**Exercise task A**
Find each line in the rows below that contains the word "shirt", and copy those lines out in full.
[BEGIN Extracted text]
1. OSHA's Employee Policies
2. Ventura County uses workplace violence policies to stop bullying
3. Sample Policy
4. Sioux City School Employee Policy
5. Office of Personnel Management - Workplace Violence guide


On page 10-1 of OSHA's Field Safety & Health Manual Their definition clearly includes bullying and is actually far stronger and employee friendly than proposed bullying legislation, the Healthy Workplace Bill (HWB). It actually defines "Intimidating Behavior" as
Threats or other conduct that in any way create a hostile environment. The HWB requires workers to prove severe health harm, malice, and puts a cap of $25K on mental duress. Some advocates are arguing that the bill be amended to make it stronger.

Section IV of OSHA's policy talks about the responsibility of workers to act appropriately, also lists bullying. Built into the act that OSHA oversees is whistleblower protection that protects workers from retaliation.

III. Definitions.
A. Assault. To attack someone physically or verbally, causing bodily or emotional injury, pain, and/or distress. This might involve the use of a weapon, and includes actions such as hitting, punching, pushing, poking, or kicking.

B. Intimidating Behavior. Threats or other conduct that in any way create a hostile environment, impair Agency operations, or frighten, alarm, or inhibit others. Verbal intimidation may include making false statements that are malicious, disparaging, derogatory, disrespectful, abusive, or rude.

C. Threat. Any oral or written expression or gesture that could be interpreted by a reasonable person as conveying intent to cause physical harm to persons or property.
[END Extracted text]
**Exercise task B**
According to the text on workplace bullying policies, what cap does the Healthy Workplace Bill put on mental duress?
[BEGIN Stored records]
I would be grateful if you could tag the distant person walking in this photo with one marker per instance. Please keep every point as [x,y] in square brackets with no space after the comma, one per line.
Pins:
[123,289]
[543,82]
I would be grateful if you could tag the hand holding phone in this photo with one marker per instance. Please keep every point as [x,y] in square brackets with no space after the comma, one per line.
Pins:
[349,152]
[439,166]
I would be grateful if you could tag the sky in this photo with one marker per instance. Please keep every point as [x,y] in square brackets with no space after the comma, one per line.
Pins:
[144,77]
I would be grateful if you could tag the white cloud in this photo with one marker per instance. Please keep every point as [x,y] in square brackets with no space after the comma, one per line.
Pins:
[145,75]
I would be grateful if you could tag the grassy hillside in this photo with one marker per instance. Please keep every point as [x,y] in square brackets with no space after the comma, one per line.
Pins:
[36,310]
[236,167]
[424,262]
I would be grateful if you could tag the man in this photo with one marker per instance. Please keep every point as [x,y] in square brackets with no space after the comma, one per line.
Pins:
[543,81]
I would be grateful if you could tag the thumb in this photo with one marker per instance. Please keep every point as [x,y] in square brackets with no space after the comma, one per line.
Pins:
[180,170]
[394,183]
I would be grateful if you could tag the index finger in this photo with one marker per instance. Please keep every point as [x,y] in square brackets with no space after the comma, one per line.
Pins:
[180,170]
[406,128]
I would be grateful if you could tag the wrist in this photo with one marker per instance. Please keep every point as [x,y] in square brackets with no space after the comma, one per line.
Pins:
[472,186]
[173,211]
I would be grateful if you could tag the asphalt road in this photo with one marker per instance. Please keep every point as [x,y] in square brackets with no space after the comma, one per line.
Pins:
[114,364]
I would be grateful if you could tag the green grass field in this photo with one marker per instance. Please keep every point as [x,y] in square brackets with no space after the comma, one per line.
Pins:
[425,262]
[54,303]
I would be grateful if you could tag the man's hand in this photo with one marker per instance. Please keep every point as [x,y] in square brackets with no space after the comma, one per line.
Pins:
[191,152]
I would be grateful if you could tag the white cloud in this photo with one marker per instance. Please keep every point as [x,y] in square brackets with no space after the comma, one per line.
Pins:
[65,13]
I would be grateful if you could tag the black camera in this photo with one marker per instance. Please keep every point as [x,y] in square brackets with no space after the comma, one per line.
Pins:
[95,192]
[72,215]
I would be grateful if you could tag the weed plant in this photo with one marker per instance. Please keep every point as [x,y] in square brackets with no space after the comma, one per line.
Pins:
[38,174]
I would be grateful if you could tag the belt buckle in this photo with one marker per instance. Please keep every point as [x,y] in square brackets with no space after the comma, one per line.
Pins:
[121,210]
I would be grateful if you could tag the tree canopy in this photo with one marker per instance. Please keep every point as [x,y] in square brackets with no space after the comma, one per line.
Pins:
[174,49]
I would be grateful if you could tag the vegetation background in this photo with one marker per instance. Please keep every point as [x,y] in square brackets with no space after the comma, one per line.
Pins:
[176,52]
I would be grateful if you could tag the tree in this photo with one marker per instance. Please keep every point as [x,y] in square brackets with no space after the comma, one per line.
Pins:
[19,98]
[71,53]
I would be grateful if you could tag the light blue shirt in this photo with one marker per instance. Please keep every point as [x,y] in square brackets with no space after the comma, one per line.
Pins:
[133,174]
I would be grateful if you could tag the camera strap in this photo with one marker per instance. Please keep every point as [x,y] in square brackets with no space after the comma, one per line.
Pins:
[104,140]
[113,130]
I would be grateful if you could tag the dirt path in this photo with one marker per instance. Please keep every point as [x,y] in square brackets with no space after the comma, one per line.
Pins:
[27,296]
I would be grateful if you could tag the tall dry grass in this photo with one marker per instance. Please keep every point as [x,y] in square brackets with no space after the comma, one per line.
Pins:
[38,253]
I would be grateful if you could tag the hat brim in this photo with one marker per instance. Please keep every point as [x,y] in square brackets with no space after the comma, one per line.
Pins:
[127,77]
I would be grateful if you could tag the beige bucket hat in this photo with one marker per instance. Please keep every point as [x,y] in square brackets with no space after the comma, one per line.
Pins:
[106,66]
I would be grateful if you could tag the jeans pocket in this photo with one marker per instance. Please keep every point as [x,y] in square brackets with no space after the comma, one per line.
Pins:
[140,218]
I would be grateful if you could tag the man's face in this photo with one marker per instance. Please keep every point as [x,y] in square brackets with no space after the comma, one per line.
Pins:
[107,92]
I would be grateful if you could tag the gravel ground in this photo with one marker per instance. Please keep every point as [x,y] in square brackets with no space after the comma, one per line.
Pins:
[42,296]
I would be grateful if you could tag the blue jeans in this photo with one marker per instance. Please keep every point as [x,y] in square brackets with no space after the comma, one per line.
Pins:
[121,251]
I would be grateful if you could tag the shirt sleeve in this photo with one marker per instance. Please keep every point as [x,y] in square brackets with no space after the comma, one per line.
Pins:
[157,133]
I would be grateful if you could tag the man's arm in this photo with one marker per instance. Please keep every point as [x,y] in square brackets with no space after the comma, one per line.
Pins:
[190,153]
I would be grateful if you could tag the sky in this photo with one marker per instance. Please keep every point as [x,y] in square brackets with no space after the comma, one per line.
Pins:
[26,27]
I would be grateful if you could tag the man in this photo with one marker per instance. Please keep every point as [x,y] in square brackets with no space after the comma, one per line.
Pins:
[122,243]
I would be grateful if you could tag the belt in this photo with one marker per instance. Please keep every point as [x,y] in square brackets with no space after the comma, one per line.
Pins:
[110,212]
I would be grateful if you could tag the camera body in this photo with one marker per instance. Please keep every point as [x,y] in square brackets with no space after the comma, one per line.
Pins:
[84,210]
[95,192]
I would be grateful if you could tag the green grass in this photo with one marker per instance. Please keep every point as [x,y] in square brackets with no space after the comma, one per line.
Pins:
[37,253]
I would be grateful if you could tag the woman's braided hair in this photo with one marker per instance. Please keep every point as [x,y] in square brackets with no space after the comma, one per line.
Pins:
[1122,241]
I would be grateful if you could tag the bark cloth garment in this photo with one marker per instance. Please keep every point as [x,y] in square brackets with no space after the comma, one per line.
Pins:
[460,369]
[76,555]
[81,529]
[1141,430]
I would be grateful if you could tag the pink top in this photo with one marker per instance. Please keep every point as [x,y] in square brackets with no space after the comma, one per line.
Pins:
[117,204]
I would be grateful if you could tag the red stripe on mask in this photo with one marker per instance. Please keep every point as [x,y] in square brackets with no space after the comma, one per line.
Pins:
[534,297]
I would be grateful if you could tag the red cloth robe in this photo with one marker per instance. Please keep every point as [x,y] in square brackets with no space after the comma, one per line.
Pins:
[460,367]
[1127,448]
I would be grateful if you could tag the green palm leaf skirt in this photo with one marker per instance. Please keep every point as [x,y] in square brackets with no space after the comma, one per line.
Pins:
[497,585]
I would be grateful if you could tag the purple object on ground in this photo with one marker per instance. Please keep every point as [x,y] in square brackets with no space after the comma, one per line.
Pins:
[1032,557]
[END Stored records]
**Answer A**
I would be grateful if you could tag the light blue shirt in this photo with one marker per instance. Please keep every point as [x,y] in square brackets with no space after the comma, one per line.
I would be grateful if you could tag the shirt sleeve in this photo with one marker per instance. Please keep every point as [x,y] in square brackets with no space after the comma, one per line.

**Answer B**
$25K.